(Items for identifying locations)
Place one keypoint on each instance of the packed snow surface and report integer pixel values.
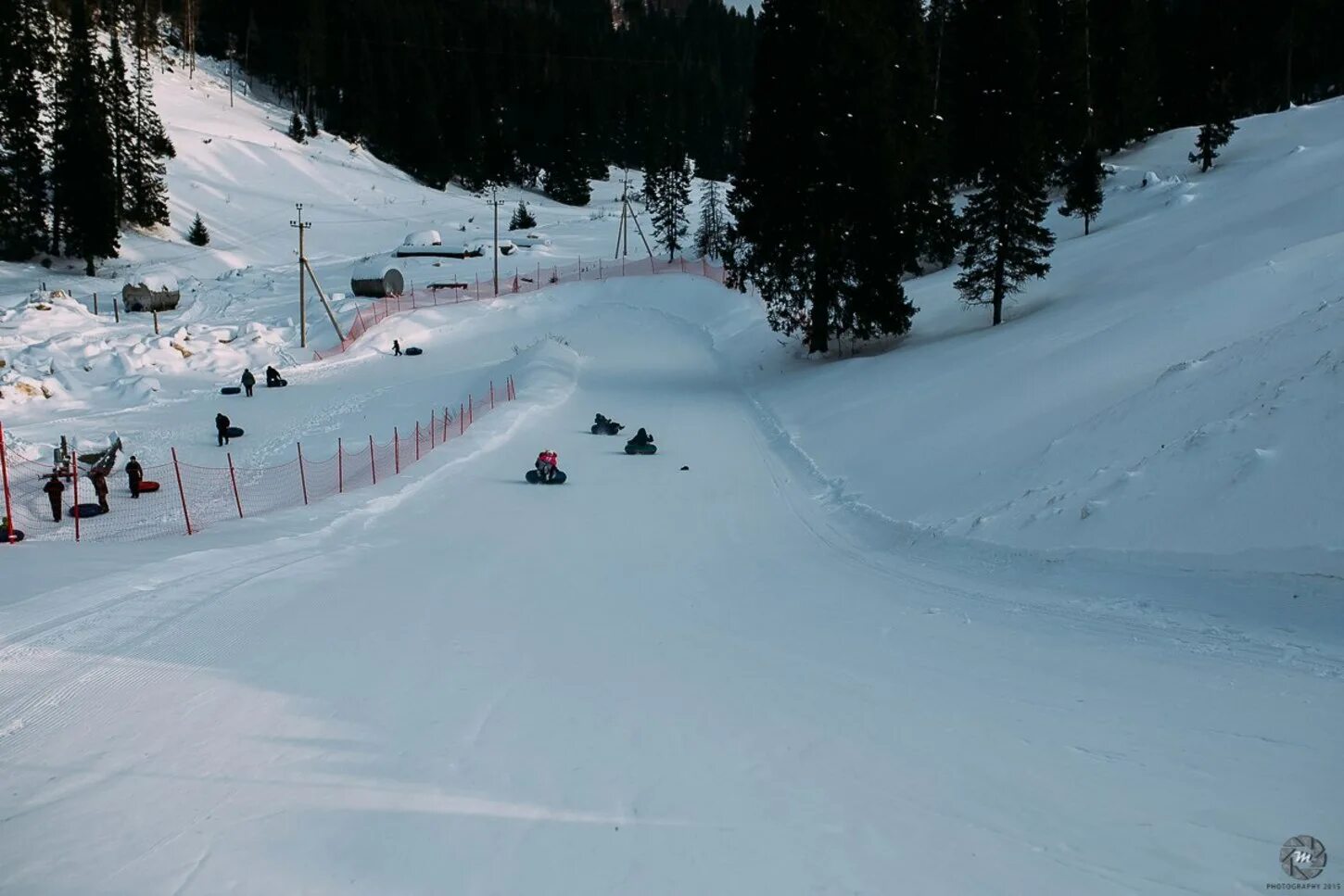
(1053, 608)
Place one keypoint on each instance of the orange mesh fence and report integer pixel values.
(182, 498)
(522, 281)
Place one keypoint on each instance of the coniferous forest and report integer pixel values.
(845, 127)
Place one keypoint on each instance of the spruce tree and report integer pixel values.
(26, 29)
(522, 218)
(666, 191)
(1006, 241)
(121, 120)
(836, 175)
(85, 190)
(713, 233)
(1218, 128)
(197, 235)
(1084, 178)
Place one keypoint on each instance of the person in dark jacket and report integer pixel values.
(54, 487)
(98, 477)
(134, 475)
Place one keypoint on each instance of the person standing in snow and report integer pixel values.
(54, 487)
(134, 475)
(100, 486)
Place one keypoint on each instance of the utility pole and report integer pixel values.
(495, 202)
(302, 265)
(233, 51)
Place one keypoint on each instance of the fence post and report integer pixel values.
(181, 493)
(5, 477)
(302, 478)
(235, 480)
(74, 481)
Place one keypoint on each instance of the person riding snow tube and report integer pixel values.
(546, 463)
(641, 444)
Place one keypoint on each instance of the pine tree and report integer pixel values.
(522, 218)
(713, 235)
(121, 120)
(1006, 241)
(1084, 178)
(1218, 128)
(85, 190)
(666, 191)
(26, 29)
(197, 235)
(146, 178)
(838, 173)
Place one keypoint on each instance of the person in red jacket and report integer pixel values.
(546, 462)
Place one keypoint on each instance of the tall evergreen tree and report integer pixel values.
(146, 175)
(711, 236)
(666, 191)
(523, 218)
(1006, 241)
(26, 29)
(836, 176)
(1084, 178)
(85, 188)
(121, 121)
(1218, 127)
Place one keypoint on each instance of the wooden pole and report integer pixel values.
(5, 477)
(235, 480)
(302, 478)
(181, 492)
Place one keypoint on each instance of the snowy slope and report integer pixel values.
(1173, 387)
(780, 671)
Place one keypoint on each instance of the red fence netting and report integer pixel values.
(193, 498)
(522, 281)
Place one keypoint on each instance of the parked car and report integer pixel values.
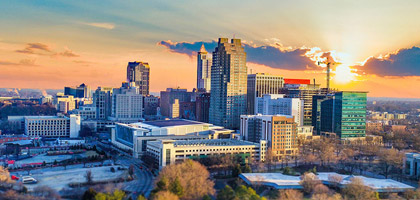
(28, 180)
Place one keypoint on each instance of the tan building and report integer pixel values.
(280, 131)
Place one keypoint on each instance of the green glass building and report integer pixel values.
(350, 114)
(343, 114)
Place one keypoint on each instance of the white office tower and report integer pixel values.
(276, 104)
(127, 104)
(228, 84)
(260, 84)
(203, 70)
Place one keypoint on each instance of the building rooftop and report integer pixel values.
(281, 181)
(172, 122)
(212, 142)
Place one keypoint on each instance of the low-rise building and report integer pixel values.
(280, 132)
(166, 152)
(49, 126)
(85, 112)
(136, 136)
(412, 164)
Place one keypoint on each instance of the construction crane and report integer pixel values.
(329, 64)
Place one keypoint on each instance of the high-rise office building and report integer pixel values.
(305, 92)
(280, 132)
(127, 104)
(151, 104)
(202, 107)
(81, 91)
(344, 114)
(102, 101)
(174, 109)
(277, 104)
(65, 103)
(260, 84)
(139, 73)
(316, 111)
(203, 70)
(228, 84)
(167, 98)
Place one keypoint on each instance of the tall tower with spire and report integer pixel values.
(228, 95)
(203, 70)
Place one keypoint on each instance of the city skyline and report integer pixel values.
(75, 43)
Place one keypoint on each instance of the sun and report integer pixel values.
(344, 74)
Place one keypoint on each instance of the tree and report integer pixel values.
(226, 193)
(193, 176)
(389, 159)
(89, 177)
(162, 184)
(356, 189)
(236, 171)
(165, 195)
(46, 192)
(176, 188)
(89, 194)
(320, 189)
(309, 181)
(141, 197)
(290, 195)
(335, 180)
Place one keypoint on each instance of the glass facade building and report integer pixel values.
(343, 113)
(350, 114)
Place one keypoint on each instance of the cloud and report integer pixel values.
(23, 62)
(35, 48)
(404, 62)
(27, 62)
(68, 53)
(108, 26)
(275, 56)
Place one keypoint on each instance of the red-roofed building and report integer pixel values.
(297, 81)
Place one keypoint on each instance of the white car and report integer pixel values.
(28, 180)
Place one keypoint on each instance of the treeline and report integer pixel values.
(394, 106)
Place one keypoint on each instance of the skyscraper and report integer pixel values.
(203, 70)
(228, 84)
(127, 104)
(276, 104)
(260, 84)
(345, 114)
(103, 102)
(167, 98)
(139, 73)
(304, 92)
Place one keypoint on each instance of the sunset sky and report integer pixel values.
(51, 44)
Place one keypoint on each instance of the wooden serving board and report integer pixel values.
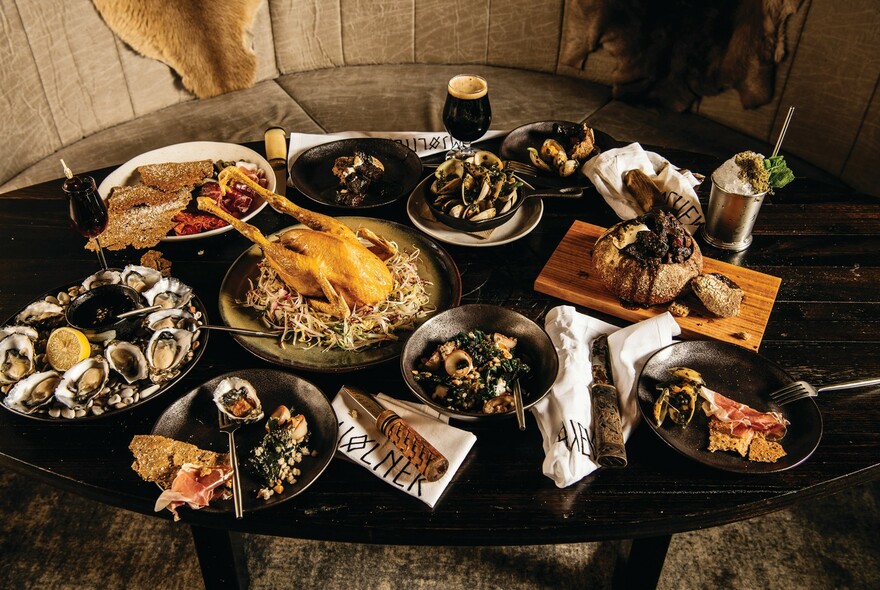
(569, 275)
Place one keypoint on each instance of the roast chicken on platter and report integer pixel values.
(325, 261)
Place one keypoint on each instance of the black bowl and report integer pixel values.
(312, 172)
(94, 312)
(533, 346)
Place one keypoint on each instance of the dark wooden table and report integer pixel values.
(823, 241)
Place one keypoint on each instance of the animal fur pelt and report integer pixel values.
(206, 42)
(675, 51)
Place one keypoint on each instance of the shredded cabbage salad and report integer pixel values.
(284, 309)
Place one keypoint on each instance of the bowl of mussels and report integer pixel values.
(479, 193)
(474, 194)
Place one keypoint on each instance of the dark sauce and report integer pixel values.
(100, 311)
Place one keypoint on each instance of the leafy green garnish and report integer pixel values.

Instruction -
Set down all of the items above word for word, leaving out the pictures.

Expected answer -
Place one keypoint on each instance of the packed snow surface and report integer pixel values.
(1053, 608)
Place one keypoint on each instance of the orange mesh fence and report integer pixel values.
(182, 498)
(522, 281)
Place one keypoint on each instance of the coniferous forest and report integer pixel values.
(845, 127)
Place one keypoint on each instance of the spruce tree and report integer pixel values.
(26, 29)
(522, 218)
(666, 191)
(1006, 241)
(121, 120)
(836, 175)
(85, 190)
(713, 233)
(1218, 128)
(197, 235)
(1084, 178)
Place one keypoint on each instance of the person in dark jacket and report integer pixel values.
(54, 487)
(98, 477)
(134, 475)
Place one keypoint on each instance of the person standing in snow and report integer pixel values.
(54, 487)
(134, 475)
(100, 486)
Place one keypoint on each instance of the utility pole and report integer pixel values.
(495, 202)
(302, 265)
(233, 51)
Place one keypoint on each instance of the fence post and report integer pixel values.
(181, 493)
(5, 477)
(302, 478)
(235, 480)
(74, 481)
Place one keypoint on each instance of the person riding snow tube and report integer pixel values.
(546, 463)
(641, 444)
Place one keypoint on each instance of the pine tree and report integer pixel values.
(522, 218)
(713, 235)
(121, 120)
(1006, 241)
(1084, 178)
(1218, 128)
(85, 190)
(666, 191)
(26, 29)
(197, 235)
(146, 178)
(838, 173)
Place one keypoint on each instance of the person in red jacket and report integer pixel values.
(546, 462)
Place one keypoint on each instance of the tall evergreen tree and report integer pixel values.
(146, 175)
(711, 236)
(666, 191)
(523, 218)
(1006, 241)
(26, 29)
(836, 176)
(1084, 178)
(85, 188)
(121, 121)
(1218, 127)
Place one keypoint on each instance of the wooden pole and report integer pixel values.
(5, 477)
(235, 480)
(302, 478)
(181, 492)
Place one keypoint on each instance of the snowy slope and report integer pixel values.
(1173, 387)
(780, 671)
Place one keypoint on each instance of the red fence netting and report integer pixel values.
(193, 498)
(522, 281)
Place one keypoint on each instance of the parked car and report integer pixel values.
(28, 180)
Place one keypoint on each instance of the tan building and report integer pixel values.
(280, 131)
Place one keypoint on each instance of the green glass building and report integer pixel values.
(350, 114)
(343, 114)
Place one keypoint on each instance of the white office tower and report integer pixel values.
(276, 104)
(127, 104)
(228, 84)
(260, 84)
(203, 70)
Place one keypoint on each instance of the building rooftop and report integer pixel values.
(281, 181)
(172, 122)
(212, 142)
Place one keypoint on each instance of the low-rise building and report integer pixel values.
(280, 132)
(166, 152)
(49, 126)
(85, 112)
(136, 136)
(412, 164)
Place one keypoint on each instance of the construction crane and report integer pixel values.
(329, 64)
Place one keypoint on each instance of the high-rise office building and report integer pixel values.
(305, 92)
(280, 132)
(127, 104)
(151, 104)
(202, 107)
(81, 91)
(344, 114)
(102, 101)
(174, 109)
(277, 104)
(65, 103)
(260, 84)
(139, 73)
(316, 111)
(203, 70)
(228, 84)
(167, 98)
Place one keypoint on each instance of the tall tower with spire and report integer pixel values.
(228, 95)
(203, 70)
Place one keypoint on each instance of the city skyline and report integer pixel values.
(75, 43)
Place one keypoint on each instance of the sun and report integer pixel values.
(344, 74)
Place one keypoint on each instance of the tree and report integer pixel values.
(226, 193)
(193, 176)
(389, 159)
(89, 177)
(162, 184)
(356, 189)
(236, 171)
(165, 195)
(46, 192)
(176, 188)
(89, 194)
(320, 189)
(309, 181)
(141, 197)
(290, 195)
(335, 180)
Place one keypoint on each instance of the glass facade building and report integer pixel values.
(343, 113)
(350, 114)
Place one keypoint on each instance of the cloud and report integer pixel values.
(23, 62)
(35, 48)
(404, 62)
(27, 62)
(68, 53)
(108, 26)
(275, 56)
Place one keypoint on each instance of the red-roofed building and report integer pixel values.
(297, 81)
Place one keypoint on each instance of the white car and report integer pixel values.
(28, 180)
Place one keypoint on each instance of the treeline and report integer pixel values.
(394, 106)
Place one keypoint on each instance of the skyscraper and report integer pixel values.
(203, 70)
(228, 84)
(127, 104)
(276, 104)
(260, 84)
(345, 114)
(103, 102)
(167, 98)
(139, 73)
(304, 92)
Place one keypoint on each instance of the sunset sky and report integer pixel values.
(51, 44)
Place one keypoint on each instance of the wooden serving board and report integer pixel values.
(569, 275)
Place one keypoint on each instance of the roast chicken on platter and report integer pixel values.
(325, 261)
Place one keypoint on each instance of the black bowl and report integer pixel values.
(312, 172)
(94, 312)
(533, 346)
Place one keypoint on each instance of the dark wooden table and report integer pixel values.
(823, 241)
Place one keypoint on each instance of the animal fur pelt and report integer pixel values.
(206, 42)
(675, 51)
Place one keypoint on each instance of the shredded cabbage salad and report integer pixel values.
(284, 309)
Place one keypoint on each instance of the bowl of mussels and report integer pixel values.
(479, 193)
(474, 194)
Place one keypoint on each instance of the dark sauce and report integer pixel values.
(100, 311)
Place one keypoint on each instance of the leafy green garnish and report integer pixel values.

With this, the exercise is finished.